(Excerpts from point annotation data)
───

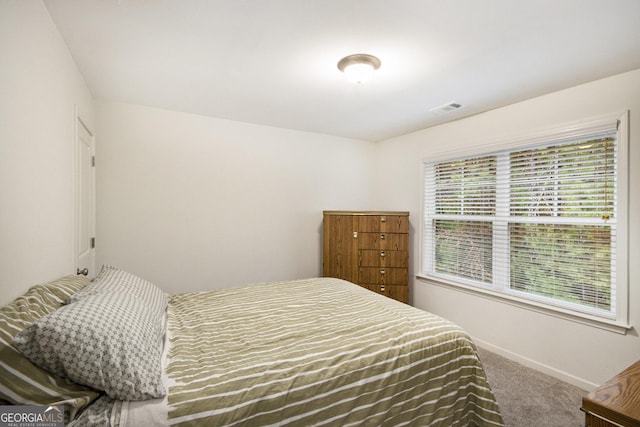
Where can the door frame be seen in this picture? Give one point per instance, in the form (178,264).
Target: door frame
(77,122)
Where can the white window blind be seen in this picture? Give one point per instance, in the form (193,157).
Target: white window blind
(538,222)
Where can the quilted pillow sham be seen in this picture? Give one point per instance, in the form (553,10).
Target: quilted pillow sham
(24,383)
(112,279)
(108,341)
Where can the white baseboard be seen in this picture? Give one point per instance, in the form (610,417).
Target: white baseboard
(530,363)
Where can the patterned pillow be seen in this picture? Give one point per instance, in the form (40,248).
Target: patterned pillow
(24,383)
(111,279)
(107,341)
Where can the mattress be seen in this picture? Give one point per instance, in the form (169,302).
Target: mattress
(315,352)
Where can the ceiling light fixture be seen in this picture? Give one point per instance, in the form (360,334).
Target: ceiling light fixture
(359,67)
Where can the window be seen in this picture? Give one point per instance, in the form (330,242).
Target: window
(542,222)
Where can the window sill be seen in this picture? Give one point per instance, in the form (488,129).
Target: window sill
(583,318)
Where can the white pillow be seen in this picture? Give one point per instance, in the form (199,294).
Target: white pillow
(108,341)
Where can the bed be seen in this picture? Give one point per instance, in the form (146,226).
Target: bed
(320,351)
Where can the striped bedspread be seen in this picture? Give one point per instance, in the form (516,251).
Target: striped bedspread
(320,352)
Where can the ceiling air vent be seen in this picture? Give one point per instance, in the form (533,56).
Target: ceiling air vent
(446,108)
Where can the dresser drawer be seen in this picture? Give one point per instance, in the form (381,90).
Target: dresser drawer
(383,241)
(386,258)
(383,276)
(384,224)
(397,292)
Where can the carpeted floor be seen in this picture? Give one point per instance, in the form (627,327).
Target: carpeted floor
(528,398)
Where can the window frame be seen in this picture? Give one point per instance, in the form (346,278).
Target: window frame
(548,135)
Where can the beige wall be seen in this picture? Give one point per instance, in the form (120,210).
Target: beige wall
(39,86)
(193,202)
(584,355)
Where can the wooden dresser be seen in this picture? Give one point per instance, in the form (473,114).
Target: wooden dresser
(369,248)
(617,402)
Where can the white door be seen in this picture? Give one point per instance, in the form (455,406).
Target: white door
(85,200)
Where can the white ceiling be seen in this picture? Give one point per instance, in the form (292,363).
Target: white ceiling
(273,62)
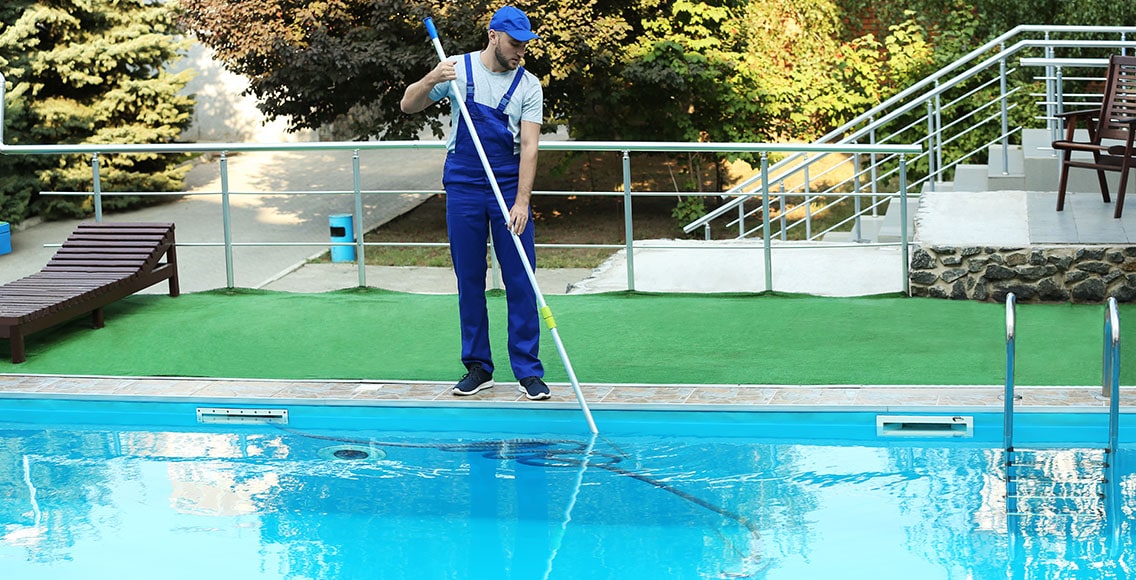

───

> _EXERCISE REQUIREMENTS_
Convert every line of the records above into a numbered list, skipping any blank lines and omitting the pictures.

> _RESULT_
1. Where can the door frame be seen in this picture? Give one point per instance, in the form (178,264).
2. Target: door frame
3. (77,122)
4. Where can the white window blind be seen in this picture? Give one point per instance, in the form (193,157).
5. Target: white window blind
6. (538,222)
7. Where can the quilted pillow sham be seen in this picture? Give one point per instance, in the form (553,10).
8. Target: quilted pillow sham
9. (24,383)
10. (112,279)
11. (108,341)
12. Where can the white baseboard be seen in this picture? Give one point per instance, in the form (610,417).
13. Target: white baseboard
14. (530,363)
15. Where can the patterned pillow be seen in this picture? Give one point per instance, in the form (40,248).
16. Target: patterned pillow
17. (24,383)
18. (111,279)
19. (107,341)
20. Where can the mattress be seen in this picture? Give one point per instance, in the form (169,302).
21. Target: mattress
22. (315,352)
23. Where can the ceiling light fixture be seen in this picture? Give one point per instance, in the form (360,334).
24. Target: ceiling light fixture
25. (359,67)
26. Where can the window be seen in this picture? Give one point per instance, in the form (330,242).
27. Target: window
28. (542,222)
29. Where can the window sill be seen in this picture? Give one point per instance, in the form (488,129).
30. Target: window sill
31. (583,318)
32. Where can the white pillow be seen in this picture? Give one point per instance, in the form (199,294).
33. Target: white pillow
34. (108,341)
35. Where can the bed be seen in this picture? Give one point per instance, in the form (146,226).
36. Target: bed
37. (320,351)
38. Where can the striped bedspread be seen in this picture? Give one point per instance, in the form (516,251).
39. Target: striped bedspread
40. (320,352)
41. Where can the ceiling air vent be seen in this picture? Give one point per instance, in the form (533,56).
42. Target: ceiling air vent
43. (446,108)
44. Where can the dresser drawer be seen in this picture? Give one point per instance, in the form (381,90).
45. Target: dresser drawer
46. (383,241)
47. (386,258)
48. (383,276)
49. (384,224)
50. (397,292)
51. Where can the carpeted floor be seen in this picture? Give one point per instance, in the form (627,327).
52. Target: carpeted floor
53. (528,398)
54. Where can the window frame be seen in this picture? Give one point per instance, in the form (346,278).
55. Target: window frame
56. (548,135)
57. Where can the beige wall be seen in this picture? Give one point per instance, in the form (120,210).
58. Target: beige wall
59. (39,86)
60. (193,202)
61. (584,355)
62. Where can the wooden dresser be seen in this picture? Give one point per instance, in the form (473,114).
63. Target: wooden dresser
64. (369,248)
65. (617,402)
66. Where can the white door be seen in this picture? Give one point per instance, in the form (455,406).
67. Target: white door
68. (85,200)
69. Where can the white ceiling be seen in this picture? Give one point per instance, in the form (292,363).
70. Target: white ceiling
71. (273,62)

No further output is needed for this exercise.